Sabrina holds an MSc in Social and Cultural Psychology from the LSE. Before joining the PhD program, Sabrina worked as a social worker and interpreter in the German asylum system, an evaluation manager at a UK funder, and a data consultant in London. Currently, Sabrina works with evaluation research teams on racially equitable research approaches.

 

Research Staff

Sondos Eatamadi

Lab Manager and Research Assistant

Sondos graduated from NYUAD with a BA in Psychology, and a MSc in Work and Organizational Psychology from the University of Nottingham. Her research background explores the intersection between Muslim religious identity and well-being, focusing on how religious mechanisms promote wellbeing and workplace behaviors. She currently supports the lab with research projects such as the WeAreNYUAD Survey, and has previously assisted with research investigating the links between social attitudes and behaviour in social games.

 

Student Research Assistants

Bemnet Fantaye

Student Research Assistant, NYUAD

Bemnet is a sophomore double majoring in Computer Science and Psychology. She is passionate about understanding how people think and behave, as well as how society functions. Bemnet is especially interested in applying technical skills to support psychological research, such as the WeAreNYUAD Survey, and gain deeper insights into human behavior.

_ _ _

§ THE TASK: Edit the staff profiles starting at "Student Research Assistant, NYUAD" and ending at "into human behavior.", changing "sophomore" to "junior". The records play no part in this work.

§ Referring expression data:
_ _ _

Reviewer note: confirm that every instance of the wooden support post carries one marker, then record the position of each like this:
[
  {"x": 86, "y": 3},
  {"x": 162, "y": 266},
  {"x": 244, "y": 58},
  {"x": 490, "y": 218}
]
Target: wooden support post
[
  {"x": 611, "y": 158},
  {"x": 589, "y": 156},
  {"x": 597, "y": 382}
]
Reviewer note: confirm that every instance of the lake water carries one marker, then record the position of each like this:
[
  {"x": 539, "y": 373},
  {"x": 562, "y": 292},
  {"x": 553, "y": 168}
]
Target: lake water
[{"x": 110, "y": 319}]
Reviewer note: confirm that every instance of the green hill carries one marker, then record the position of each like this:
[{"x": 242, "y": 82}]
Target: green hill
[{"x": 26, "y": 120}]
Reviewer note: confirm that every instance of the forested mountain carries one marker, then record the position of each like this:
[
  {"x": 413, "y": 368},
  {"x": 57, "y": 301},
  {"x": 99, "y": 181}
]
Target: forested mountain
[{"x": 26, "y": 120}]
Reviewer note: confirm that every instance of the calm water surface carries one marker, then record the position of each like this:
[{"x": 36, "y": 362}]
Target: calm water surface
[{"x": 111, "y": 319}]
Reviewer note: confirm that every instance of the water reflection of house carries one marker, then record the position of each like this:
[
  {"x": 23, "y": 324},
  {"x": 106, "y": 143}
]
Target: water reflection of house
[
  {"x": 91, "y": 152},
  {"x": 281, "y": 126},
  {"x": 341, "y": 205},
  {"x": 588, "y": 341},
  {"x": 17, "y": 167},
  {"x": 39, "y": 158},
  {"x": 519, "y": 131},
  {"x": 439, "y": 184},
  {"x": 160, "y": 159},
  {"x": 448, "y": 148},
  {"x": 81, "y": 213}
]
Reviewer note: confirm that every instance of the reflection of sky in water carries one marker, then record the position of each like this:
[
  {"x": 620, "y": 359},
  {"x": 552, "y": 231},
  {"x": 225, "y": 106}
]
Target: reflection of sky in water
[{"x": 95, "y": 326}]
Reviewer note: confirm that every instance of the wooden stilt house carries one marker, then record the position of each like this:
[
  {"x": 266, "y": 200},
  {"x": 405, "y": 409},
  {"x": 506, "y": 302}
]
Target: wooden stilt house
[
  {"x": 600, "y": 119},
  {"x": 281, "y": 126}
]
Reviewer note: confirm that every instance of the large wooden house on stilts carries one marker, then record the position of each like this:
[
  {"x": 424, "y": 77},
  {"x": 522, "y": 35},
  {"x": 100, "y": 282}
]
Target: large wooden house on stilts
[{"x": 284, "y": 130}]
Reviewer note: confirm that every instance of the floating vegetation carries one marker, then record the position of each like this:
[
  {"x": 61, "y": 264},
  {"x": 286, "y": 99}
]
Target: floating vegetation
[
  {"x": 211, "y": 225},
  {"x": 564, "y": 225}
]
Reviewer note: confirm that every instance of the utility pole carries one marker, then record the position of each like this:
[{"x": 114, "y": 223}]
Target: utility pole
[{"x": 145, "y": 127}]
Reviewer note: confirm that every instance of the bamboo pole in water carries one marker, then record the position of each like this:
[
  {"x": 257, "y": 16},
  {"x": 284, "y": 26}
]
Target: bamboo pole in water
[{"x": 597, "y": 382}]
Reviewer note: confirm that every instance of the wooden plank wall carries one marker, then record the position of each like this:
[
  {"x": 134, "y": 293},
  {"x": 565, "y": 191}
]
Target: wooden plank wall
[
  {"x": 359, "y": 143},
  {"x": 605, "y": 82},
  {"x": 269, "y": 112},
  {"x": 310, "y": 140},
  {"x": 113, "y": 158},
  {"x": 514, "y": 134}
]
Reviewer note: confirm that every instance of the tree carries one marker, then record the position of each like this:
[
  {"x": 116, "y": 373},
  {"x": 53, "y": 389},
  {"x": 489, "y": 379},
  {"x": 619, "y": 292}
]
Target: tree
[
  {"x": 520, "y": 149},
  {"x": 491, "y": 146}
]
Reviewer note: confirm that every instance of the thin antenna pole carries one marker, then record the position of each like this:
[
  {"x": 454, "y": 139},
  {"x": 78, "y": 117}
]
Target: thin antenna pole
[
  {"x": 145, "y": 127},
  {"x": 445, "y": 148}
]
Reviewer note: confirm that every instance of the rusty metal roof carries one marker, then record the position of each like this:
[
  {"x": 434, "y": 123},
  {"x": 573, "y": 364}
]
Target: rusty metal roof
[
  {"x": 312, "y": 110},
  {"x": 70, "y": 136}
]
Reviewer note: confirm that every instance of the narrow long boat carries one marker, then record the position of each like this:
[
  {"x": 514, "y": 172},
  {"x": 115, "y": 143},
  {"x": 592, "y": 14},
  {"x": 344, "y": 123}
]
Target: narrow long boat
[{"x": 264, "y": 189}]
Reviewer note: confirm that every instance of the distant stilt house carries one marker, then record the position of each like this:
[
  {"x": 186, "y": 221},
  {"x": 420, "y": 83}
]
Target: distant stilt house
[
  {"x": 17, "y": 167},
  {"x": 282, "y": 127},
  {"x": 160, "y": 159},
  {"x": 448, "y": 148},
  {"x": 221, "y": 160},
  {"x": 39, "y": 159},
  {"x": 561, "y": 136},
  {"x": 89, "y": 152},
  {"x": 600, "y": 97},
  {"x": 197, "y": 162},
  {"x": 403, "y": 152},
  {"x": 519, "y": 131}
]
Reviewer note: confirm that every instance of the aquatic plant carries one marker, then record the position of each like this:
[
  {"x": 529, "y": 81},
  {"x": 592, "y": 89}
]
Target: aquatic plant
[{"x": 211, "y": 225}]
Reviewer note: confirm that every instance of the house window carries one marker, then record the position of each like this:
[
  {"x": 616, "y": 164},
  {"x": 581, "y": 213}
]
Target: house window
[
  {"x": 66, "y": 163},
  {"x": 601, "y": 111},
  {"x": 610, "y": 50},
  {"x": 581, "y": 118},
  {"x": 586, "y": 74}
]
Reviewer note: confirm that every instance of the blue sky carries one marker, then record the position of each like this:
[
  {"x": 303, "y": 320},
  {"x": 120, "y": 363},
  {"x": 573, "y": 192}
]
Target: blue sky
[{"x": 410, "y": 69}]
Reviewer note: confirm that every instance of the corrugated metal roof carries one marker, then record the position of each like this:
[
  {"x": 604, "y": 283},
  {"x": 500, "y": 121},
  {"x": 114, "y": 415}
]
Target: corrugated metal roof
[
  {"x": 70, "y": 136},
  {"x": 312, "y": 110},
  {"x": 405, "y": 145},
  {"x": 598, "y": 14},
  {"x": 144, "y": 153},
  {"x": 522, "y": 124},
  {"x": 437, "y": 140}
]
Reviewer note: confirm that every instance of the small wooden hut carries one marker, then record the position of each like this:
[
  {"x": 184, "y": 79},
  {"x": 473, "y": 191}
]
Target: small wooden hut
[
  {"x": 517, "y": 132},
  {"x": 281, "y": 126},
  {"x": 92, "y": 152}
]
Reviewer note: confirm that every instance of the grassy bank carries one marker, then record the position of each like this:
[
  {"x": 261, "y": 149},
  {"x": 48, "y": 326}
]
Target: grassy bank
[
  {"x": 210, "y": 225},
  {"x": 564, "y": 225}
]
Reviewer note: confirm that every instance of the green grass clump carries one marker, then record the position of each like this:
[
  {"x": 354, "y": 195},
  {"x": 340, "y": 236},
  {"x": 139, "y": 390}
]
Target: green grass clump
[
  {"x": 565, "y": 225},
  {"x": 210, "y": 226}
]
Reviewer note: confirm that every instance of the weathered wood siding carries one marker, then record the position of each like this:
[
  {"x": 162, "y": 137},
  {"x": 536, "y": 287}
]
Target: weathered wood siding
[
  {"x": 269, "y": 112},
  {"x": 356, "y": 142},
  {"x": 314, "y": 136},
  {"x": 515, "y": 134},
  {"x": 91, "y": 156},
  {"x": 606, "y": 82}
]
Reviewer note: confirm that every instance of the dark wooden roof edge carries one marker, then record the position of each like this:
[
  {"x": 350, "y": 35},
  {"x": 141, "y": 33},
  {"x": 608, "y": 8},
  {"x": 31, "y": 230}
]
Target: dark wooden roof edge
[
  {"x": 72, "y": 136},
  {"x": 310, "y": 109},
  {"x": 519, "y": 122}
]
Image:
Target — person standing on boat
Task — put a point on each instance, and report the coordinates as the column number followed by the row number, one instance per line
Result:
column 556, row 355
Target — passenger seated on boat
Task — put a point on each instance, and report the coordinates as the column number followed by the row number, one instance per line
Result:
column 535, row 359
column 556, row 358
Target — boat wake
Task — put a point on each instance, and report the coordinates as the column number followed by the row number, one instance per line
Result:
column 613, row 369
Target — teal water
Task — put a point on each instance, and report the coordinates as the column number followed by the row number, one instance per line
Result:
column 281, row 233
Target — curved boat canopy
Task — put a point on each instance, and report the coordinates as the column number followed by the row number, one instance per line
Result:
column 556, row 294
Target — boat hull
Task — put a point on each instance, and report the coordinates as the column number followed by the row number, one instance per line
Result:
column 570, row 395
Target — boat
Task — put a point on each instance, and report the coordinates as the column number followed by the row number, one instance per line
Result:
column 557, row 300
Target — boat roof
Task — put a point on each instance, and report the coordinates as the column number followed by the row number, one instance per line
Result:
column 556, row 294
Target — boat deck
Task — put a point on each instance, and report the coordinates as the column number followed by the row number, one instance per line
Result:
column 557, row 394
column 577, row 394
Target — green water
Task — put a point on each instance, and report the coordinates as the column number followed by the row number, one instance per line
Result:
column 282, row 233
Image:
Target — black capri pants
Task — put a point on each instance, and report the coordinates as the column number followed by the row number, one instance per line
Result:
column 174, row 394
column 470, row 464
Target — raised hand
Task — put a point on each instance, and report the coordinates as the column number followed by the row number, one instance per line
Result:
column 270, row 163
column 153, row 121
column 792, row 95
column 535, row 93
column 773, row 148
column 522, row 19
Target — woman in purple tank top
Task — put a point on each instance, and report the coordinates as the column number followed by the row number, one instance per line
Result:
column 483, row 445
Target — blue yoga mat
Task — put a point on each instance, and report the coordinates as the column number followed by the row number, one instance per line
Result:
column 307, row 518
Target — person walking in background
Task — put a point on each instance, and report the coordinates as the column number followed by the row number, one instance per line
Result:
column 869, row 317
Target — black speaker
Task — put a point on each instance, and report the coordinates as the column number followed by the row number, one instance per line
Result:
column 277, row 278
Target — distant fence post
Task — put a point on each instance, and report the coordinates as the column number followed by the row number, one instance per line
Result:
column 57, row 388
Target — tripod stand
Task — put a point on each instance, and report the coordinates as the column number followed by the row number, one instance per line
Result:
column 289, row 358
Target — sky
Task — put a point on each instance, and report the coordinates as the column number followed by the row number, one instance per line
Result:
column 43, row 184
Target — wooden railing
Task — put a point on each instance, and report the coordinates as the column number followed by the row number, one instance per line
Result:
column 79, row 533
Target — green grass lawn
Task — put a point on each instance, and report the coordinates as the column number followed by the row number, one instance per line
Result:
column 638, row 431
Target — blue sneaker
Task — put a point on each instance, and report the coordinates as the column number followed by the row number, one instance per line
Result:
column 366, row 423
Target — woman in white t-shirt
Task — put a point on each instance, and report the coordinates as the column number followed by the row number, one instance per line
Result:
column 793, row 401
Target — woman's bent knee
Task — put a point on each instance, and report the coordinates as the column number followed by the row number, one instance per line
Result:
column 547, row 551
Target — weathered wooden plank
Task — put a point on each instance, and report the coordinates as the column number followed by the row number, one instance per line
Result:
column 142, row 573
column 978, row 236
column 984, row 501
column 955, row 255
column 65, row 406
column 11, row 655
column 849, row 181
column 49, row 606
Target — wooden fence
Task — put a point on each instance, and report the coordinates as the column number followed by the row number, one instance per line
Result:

_ _ _

§ ANSWER TO THIS EXERCISE:
Student Research Assistant, NYUAD

Bemnet is a junior double majoring in Computer Science and Psychology. She is passionate about understanding how people think and behave, as well as how society functions. Bemnet is especially interested in applying technical skills to support psychological research, such as the WeAreNYUAD Survey, and gain deeper insights into human behavior.